WRITTEN REQUEST:
Recast each line of the material below as an item in a numbered list, and leave out any blank lines.

DATASET ROWS:
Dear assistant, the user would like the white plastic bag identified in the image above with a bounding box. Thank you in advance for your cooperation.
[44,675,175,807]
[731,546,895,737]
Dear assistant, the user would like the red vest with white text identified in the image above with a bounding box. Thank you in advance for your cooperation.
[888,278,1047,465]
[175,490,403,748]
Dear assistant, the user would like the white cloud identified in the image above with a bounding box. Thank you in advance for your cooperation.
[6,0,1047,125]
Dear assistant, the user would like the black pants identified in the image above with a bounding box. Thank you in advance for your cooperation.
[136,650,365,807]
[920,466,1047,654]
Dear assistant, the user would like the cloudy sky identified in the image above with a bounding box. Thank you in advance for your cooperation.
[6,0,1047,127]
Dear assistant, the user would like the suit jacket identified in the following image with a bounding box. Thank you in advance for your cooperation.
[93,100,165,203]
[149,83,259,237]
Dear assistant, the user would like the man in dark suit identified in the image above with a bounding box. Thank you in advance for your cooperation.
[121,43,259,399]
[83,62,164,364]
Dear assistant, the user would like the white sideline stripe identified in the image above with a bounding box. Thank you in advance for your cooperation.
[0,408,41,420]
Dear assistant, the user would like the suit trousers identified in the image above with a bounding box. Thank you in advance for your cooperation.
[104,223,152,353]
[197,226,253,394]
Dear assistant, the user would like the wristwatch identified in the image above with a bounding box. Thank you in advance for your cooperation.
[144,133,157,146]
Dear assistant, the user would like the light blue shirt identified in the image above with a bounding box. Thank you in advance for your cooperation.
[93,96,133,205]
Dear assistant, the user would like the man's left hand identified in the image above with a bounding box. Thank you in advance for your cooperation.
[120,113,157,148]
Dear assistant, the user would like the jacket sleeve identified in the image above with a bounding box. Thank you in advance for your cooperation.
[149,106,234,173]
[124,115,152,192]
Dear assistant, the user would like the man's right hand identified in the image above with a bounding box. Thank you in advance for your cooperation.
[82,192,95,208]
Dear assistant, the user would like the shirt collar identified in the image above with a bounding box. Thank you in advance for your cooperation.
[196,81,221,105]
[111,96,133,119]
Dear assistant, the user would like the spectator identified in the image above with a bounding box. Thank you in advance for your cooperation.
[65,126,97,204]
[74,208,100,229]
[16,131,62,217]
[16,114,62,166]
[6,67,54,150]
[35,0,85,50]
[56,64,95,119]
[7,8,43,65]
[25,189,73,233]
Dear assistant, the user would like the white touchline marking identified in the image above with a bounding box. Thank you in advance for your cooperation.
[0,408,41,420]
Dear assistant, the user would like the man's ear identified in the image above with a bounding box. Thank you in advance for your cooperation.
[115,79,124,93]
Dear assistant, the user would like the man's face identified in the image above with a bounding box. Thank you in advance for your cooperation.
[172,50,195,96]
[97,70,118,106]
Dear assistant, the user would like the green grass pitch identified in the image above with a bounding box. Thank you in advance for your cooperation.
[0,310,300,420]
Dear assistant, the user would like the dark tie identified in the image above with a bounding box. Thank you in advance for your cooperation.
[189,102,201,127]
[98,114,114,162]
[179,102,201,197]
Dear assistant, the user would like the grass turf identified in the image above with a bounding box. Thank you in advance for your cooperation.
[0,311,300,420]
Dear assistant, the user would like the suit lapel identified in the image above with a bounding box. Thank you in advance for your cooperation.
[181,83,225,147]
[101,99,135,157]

SOLUTION TO THE EXERCISE:
1. Dear assistant, the user would like the white plastic bag identified in the image above with a bounding box. Thank you in advance for your cooperation.
2. [44,675,175,807]
3. [731,546,895,737]
4. Dear assistant, the user would like the red vest with white text identified in the image above with a bounding box. Thank you in advance for your cooperation.
5. [888,278,1047,465]
6. [175,490,403,748]
7. Dear assistant, the user would like the white cloud identified in the image above with a bounding box. Thank you in advance for your cooperation.
8. [6,0,1047,125]
9. Dear assistant, the user would like the black pants identified in the image above with a bounding box. Thank you in advance for your cooperation.
10. [136,650,365,807]
11. [920,466,1047,654]
12. Dear assistant, the user would like the cloudy sky identified in the image above with a bounding box. Thank you in advance for your cooperation.
13. [6,0,1047,127]
14. Dear assistant, the user would like the suit jacket identified in the following image with a bounding box. Thank you in advance for your cooperation.
15. [93,100,165,203]
16. [149,83,259,237]
17. Dear assistant, the user would like the man in dark suit identified in the image above with a bounding box. Thank you in advance for your cooperation.
18. [121,43,259,399]
19. [83,62,164,364]
20. Dear assistant, the user would like the white sideline stripe identified in the image above with a bounding box. Thank you in advance for your cooperation.
21. [0,408,41,420]
22. Dear assistant, the user would like the suit trousers identified in the image above with a bounding box. Thank you in advance for your cooperation.
23. [104,223,152,353]
24. [197,226,253,394]
25. Dear assistant, the user would like the wristwatch identified in the image above with a bounding box. Thank you in advance for your cooperation.
26. [144,133,157,146]
27. Dear assistant, the user would like the light blue shirt identified in the image above with a bounding box. Thank you in advance for your cooperation.
28. [93,96,133,205]
29. Dear assistant, the user would like the man's left hand identified in the image above with a bounding box. Thank you in advance for your cooperation.
30. [120,113,157,148]
31. Dear assistant, the user would like the jacket sleeve identified in the image above with a bounding box. Thank you in advance for your cooperation.
32. [149,106,234,173]
33. [124,115,152,192]
34. Dear assistant, the user would like the man's right hand identified in the image above with a bounding box. Thank you in advance for your cooperation.
35. [82,192,95,208]
36. Dear assistant, the user would like the shirt collar identified in the image above with a bounding box. Thank you in advance for your cooperation.
37. [196,81,221,105]
38. [111,96,133,119]
39. Dear assistant, the user would like the spectator identified in the image above with a bounding box. Thank you in advance for your cooperation.
40. [65,126,97,204]
41. [74,208,100,229]
42. [16,131,62,217]
43. [16,114,62,166]
44. [6,67,54,150]
45. [35,0,85,50]
46. [56,64,95,119]
47. [7,8,43,65]
48. [25,189,73,233]
49. Dear assistant, the user would like the white touchline marking identified in the image above with a bounding box. Thank you in advance for your cooperation.
50. [0,408,41,420]
51. Dear assistant, the user would like the man's ear identified in the image above with a bounding box. Thank you in advance for your cooperation.
52. [115,79,124,93]
53. Dear assistant, the user would like the man's face identified in the image above with a bounding box. Thank you in advance for your cooperation.
54. [172,50,195,96]
55. [97,70,118,106]
56. Dear assistant, the user would like the green grass pitch identified in the image above with a bounding box. Thank you in advance for your cooperation.
57. [0,310,300,420]
58. Dear assistant, the user would like the dark tie identified in the image above with a bounding box. Thank you in advance for your cooperation.
59. [189,102,201,127]
60. [98,114,114,162]
61. [179,102,201,197]
62. Dear assistant, the user would like the grass turf identified in the image above with a bounding box. Thank you in advance for your cooperation.
63. [0,311,300,420]
64. Dear assistant, the user would like the suit lapel identified in the image above with a bounding box. Thank you in advance for your cooperation.
65. [181,83,225,147]
66. [101,99,135,157]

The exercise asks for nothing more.